**To be done:** Please rewrite the data from the line containing "If the wall-mounted" through the line containing "[0,0,56,111]", inclusive, reproducing every line, requests included, but rescaling each bounding box coordinate in the answers by 1.15 and rounding it to a whole number, halves up.

**Dataset items:**
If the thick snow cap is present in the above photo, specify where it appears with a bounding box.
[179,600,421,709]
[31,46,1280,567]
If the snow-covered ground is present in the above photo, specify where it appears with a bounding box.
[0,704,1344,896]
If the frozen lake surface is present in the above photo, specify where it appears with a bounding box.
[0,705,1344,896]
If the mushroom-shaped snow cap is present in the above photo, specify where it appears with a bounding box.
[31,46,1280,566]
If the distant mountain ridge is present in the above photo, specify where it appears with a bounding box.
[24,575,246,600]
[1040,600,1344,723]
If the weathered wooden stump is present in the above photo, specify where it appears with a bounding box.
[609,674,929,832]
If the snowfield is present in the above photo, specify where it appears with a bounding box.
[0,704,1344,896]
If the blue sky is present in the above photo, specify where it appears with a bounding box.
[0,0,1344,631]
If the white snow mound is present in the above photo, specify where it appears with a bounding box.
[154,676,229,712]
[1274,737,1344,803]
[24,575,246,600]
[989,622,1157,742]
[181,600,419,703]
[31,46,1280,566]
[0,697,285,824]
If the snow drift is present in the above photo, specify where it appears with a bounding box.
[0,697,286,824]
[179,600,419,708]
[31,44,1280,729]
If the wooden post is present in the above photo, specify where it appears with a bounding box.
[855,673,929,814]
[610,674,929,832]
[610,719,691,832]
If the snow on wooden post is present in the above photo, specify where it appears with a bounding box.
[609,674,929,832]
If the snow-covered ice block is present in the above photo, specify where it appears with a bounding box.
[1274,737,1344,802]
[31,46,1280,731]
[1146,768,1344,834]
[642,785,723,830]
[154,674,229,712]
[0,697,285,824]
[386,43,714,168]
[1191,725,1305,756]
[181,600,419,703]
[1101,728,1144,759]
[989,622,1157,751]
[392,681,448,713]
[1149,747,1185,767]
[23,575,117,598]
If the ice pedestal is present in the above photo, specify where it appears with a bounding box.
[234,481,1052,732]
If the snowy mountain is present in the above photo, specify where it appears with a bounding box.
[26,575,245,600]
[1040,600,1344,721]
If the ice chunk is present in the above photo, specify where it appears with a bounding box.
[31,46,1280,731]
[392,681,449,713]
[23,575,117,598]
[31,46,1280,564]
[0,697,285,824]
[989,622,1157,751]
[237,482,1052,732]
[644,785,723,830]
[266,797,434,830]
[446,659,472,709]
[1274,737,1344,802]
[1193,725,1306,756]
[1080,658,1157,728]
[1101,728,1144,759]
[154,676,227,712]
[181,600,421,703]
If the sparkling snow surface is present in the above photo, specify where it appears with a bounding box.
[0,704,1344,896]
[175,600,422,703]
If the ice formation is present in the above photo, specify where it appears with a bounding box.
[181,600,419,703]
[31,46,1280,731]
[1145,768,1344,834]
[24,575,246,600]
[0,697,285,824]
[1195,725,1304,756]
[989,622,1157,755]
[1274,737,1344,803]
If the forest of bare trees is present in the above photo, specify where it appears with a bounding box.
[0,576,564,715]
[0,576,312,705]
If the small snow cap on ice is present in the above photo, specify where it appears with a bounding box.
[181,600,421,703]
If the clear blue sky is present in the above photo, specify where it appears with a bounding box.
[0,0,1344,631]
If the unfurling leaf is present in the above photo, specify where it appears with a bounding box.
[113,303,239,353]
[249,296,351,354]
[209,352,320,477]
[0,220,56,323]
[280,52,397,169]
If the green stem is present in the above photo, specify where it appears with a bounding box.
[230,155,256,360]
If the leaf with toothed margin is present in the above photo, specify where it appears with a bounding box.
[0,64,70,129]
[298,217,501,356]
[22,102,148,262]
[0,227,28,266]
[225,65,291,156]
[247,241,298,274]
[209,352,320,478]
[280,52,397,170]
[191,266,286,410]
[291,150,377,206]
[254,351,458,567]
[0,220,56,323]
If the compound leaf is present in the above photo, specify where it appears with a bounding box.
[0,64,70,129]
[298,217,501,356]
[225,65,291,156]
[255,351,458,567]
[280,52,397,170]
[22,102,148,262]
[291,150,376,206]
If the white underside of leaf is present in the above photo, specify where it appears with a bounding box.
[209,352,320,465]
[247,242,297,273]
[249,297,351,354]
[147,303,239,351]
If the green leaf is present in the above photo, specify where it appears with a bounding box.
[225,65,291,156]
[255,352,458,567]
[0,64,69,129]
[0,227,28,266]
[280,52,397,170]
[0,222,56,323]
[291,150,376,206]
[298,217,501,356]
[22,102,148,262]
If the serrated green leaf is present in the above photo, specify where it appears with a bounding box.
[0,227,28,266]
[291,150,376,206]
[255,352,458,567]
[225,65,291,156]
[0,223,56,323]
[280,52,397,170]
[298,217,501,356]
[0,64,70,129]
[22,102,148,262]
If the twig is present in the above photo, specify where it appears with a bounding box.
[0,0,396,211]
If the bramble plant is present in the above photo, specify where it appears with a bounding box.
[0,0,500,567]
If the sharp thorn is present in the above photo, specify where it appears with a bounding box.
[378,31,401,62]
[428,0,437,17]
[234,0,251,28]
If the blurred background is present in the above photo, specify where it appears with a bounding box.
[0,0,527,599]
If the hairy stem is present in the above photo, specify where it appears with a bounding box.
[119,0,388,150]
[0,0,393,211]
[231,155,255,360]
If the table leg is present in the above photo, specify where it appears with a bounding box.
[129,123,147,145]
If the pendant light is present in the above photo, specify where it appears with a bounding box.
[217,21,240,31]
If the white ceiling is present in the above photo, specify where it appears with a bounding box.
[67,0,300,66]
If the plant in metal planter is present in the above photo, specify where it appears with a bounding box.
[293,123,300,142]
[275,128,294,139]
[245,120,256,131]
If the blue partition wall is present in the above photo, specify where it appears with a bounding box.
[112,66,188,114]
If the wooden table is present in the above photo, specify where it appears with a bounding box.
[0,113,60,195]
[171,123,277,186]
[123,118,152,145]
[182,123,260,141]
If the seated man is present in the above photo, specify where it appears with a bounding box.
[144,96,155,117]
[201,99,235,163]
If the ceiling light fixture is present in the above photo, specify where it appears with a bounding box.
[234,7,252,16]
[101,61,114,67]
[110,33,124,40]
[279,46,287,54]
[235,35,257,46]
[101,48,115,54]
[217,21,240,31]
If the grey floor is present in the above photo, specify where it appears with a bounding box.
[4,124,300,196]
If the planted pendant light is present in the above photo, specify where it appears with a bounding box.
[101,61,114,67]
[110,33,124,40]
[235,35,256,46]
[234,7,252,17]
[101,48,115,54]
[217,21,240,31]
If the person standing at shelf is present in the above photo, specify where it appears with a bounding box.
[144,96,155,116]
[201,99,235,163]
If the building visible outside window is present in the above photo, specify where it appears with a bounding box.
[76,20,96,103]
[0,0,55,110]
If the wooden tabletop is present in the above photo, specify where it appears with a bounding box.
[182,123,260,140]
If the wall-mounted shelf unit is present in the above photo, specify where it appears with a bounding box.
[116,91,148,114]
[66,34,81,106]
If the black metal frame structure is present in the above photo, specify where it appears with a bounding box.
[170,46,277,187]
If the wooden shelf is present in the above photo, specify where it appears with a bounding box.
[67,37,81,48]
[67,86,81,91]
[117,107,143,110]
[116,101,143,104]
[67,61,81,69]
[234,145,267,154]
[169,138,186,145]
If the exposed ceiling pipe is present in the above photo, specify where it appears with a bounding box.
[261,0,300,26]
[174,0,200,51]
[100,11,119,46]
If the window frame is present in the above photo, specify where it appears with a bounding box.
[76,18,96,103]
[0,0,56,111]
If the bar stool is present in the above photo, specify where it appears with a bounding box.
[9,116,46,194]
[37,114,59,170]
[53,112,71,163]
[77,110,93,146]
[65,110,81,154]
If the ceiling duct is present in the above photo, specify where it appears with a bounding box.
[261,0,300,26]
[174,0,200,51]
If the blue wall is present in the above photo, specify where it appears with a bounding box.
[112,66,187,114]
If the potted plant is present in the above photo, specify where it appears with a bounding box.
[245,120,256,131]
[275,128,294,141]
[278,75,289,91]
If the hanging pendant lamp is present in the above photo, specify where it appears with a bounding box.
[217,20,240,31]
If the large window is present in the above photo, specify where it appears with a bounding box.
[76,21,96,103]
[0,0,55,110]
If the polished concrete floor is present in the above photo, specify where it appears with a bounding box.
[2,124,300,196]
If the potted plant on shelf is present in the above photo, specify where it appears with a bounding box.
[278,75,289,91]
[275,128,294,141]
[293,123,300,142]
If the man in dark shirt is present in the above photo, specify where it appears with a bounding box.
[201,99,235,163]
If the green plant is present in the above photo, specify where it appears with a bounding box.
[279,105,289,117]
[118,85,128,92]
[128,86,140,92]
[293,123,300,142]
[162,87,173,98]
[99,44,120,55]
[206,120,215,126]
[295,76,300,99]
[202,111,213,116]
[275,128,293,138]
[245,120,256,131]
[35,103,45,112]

==

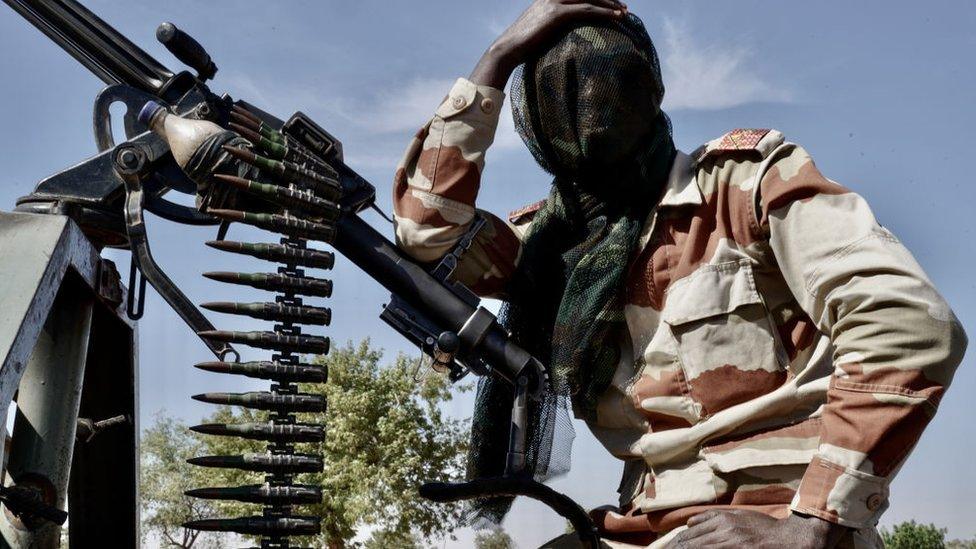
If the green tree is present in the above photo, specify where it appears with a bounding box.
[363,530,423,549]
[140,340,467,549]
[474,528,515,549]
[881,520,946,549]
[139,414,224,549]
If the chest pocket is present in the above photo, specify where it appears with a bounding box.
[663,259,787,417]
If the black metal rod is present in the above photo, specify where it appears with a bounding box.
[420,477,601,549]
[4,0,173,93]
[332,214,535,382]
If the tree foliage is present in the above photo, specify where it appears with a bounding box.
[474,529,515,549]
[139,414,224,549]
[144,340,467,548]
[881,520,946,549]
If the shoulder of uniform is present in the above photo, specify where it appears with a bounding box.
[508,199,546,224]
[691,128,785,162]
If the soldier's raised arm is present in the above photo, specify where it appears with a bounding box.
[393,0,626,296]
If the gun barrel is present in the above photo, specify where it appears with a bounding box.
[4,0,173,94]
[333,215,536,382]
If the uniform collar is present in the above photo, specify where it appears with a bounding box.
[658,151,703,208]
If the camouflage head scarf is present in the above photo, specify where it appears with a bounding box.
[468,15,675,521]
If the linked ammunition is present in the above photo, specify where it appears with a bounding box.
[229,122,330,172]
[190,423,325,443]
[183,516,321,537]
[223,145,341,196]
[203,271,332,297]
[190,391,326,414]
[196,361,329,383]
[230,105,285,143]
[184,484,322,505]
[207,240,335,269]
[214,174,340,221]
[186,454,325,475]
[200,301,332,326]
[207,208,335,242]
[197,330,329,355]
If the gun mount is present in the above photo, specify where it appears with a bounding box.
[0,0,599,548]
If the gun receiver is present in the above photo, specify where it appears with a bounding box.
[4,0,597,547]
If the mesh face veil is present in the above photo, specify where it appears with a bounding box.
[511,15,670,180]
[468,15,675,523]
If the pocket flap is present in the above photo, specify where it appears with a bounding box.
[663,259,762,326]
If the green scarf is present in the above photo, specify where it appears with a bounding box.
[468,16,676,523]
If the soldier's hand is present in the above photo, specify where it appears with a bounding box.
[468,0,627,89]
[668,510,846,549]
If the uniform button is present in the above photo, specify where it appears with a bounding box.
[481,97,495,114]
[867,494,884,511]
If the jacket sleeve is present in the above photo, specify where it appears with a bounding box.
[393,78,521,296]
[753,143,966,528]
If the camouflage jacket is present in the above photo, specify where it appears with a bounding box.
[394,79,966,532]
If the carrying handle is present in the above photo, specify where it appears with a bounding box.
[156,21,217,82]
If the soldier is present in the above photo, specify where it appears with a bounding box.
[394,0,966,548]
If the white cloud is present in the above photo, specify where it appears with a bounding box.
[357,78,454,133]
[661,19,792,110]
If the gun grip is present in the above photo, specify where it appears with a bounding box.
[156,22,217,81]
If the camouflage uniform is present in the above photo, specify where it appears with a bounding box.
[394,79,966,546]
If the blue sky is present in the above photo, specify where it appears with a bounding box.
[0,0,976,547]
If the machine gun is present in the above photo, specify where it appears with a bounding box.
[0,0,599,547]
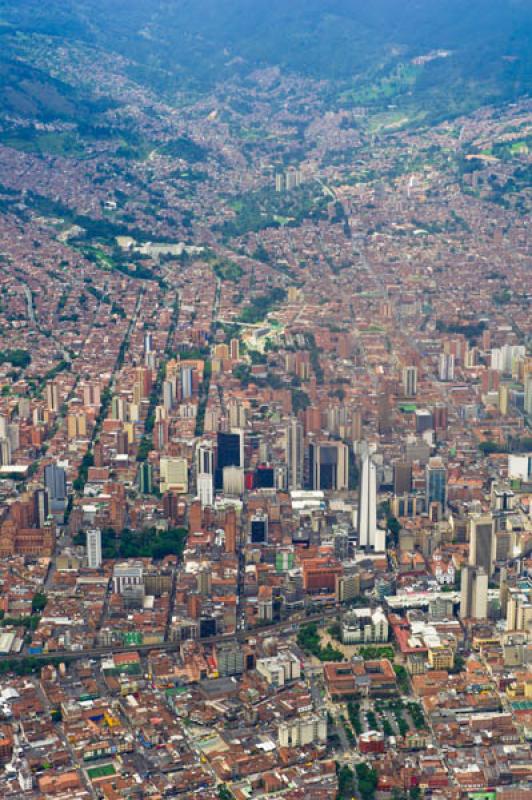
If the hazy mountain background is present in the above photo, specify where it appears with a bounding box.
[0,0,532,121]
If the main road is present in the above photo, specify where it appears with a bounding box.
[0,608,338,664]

**Problem solution:**
If the wall-mounted shelf unit is present in the above photo, specify where it appears with a bounding box.
[133,105,170,131]
[76,39,93,122]
If the black metal frame structure is present in the above photo, specify where it appears with a bounding box.
[196,53,319,215]
If the wooden shelf is present in the above photo, specify where it appears with a bounding box.
[77,43,93,55]
[77,99,93,105]
[135,123,164,127]
[133,116,164,120]
[77,70,93,79]
[269,167,307,177]
[194,159,214,167]
If the exposed ceiling pipe is present in the above photo, specify where it appears with a bounding box.
[300,0,345,30]
[200,0,230,59]
[115,13,137,53]
If the window frame is present in the above photo, specify where it appears with a bounding box.
[87,21,110,118]
[0,0,64,128]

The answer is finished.